# Question about a pastor leaving a presbytery



## Notthemama1984 (Dec 2, 2022)

I watched this video and around the 9:20 mark it is mentioned in passing that it is up to the presbytery to release the pastor. 

I don't have any views about Memorial Presbyterian or anything on the Revoice. I had not heard of either until watching this video.

My question is what does the idea of not releasing a pastor actually look like? Can the presbytery really do anything to prevent someone from going to another denom or go independent?


----------



## Contra_Mundum (Dec 2, 2022)

Notthemama1984 said:


> I watched this video and around the 9:20 mark it is mentioned in passing that it is up to the presbytery to release the pastor.
> 
> I don't have any views about Memorial Presbyterian or anything on the Revoice. I had not heard of either until watching this video.
> 
> My question is what does the idea of not releasing a pastor actually look like? Can the presbytery really do anything to prevent someone from going to another denom or go independent?


So, a typical Presbyterian pastor is a member of the visible church (like other believers), but in the Presbyterian system/conception the body that holds that membership is the Presbytery (equ. of classis) rather than a single congregation, even the one he may serve in as its minister. The "court of original jurisdiction" over him is the body to which he belongs in membership. If charges are brought against him, they begin at Presbytery level.

__________________________________________________

Directives:
1 > Condense the paragraph of the forum thread that begins "So, a typical Presbyterian pastor" into a short bulleted list that keeps its main facts.
2 > Reproduce the forum thread's wording verbatim between "So, a typical" and "at Presbytery level.", inclusive.
Rely only on the forum thread above.

A block of data
__________________________________________________

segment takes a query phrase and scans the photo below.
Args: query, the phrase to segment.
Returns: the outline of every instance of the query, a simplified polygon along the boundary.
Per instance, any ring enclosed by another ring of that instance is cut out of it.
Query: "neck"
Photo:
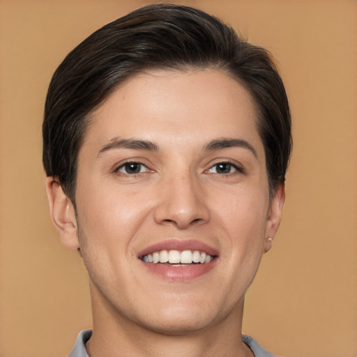
[[[241,341],[243,303],[218,322],[172,333],[137,324],[92,295],[93,332],[86,349],[90,357],[253,357]]]

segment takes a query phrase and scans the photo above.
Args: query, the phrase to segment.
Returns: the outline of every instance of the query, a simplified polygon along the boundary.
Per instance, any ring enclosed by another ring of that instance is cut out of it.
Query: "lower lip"
[[[140,261],[149,271],[153,273],[162,279],[172,281],[187,281],[197,278],[211,271],[217,263],[218,259],[205,264],[190,264],[187,266],[175,266],[165,264],[146,263]]]

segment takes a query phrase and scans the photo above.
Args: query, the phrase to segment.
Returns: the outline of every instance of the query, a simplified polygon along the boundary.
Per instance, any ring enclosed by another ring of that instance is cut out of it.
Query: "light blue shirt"
[[[91,338],[91,335],[92,330],[81,331],[68,357],[89,357],[86,350],[86,342]],[[261,348],[258,342],[250,336],[242,335],[242,341],[252,350],[255,357],[276,357]]]

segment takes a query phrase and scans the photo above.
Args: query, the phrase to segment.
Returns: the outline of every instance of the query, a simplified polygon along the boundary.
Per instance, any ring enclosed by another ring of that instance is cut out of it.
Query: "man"
[[[241,335],[291,146],[266,50],[195,9],[139,9],[56,70],[43,140],[52,222],[89,276],[71,357],[273,356]]]

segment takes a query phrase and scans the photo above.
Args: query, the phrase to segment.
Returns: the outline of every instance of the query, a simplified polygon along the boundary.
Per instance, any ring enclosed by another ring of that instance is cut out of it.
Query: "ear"
[[[273,240],[280,225],[284,201],[285,185],[282,183],[276,188],[270,204],[265,228],[264,252],[268,252],[273,245]]]
[[[52,223],[61,243],[68,249],[77,249],[79,242],[73,204],[65,195],[61,185],[52,177],[46,178],[46,193]]]

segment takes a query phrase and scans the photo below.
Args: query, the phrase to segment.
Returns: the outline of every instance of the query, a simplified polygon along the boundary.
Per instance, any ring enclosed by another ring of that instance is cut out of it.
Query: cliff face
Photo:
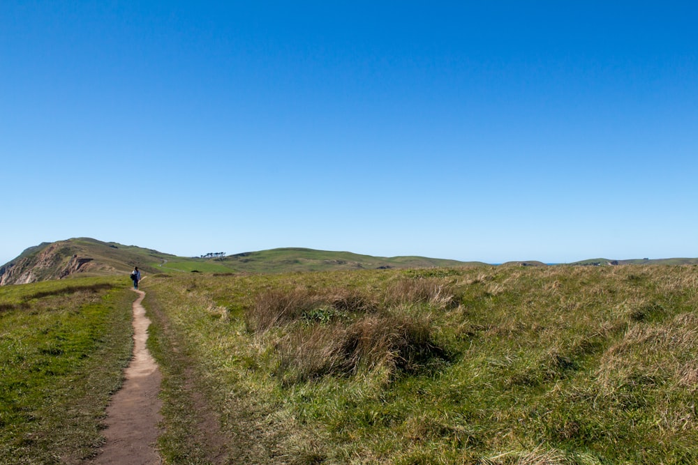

__________________________________________________

Results of the exercise:
1 >
- A typical Presbyterian pastor is a member of the visible church, like other believers.
- In the Presbyterian system, his membership is held by the Presbytery (equivalent of a classis), not by a single congregation, even the one he serves as minister.
- The body to which he belongs in membership is the "court of original jurisdiction" over him.
- Any charges against him begin at the Presbytery level.

2 >
So, a typical Presbyterian pastor is a member of the visible church (like other believers), but in the Presbyterian system/conception the body that holds that membership is the Presbytery (equ. of classis) rather than a single congregation, even the one he may serve in as its minister. The "court of original jurisdiction" over him is the body to which he belongs in membership. If charges are brought against him, they begin at Presbytery level.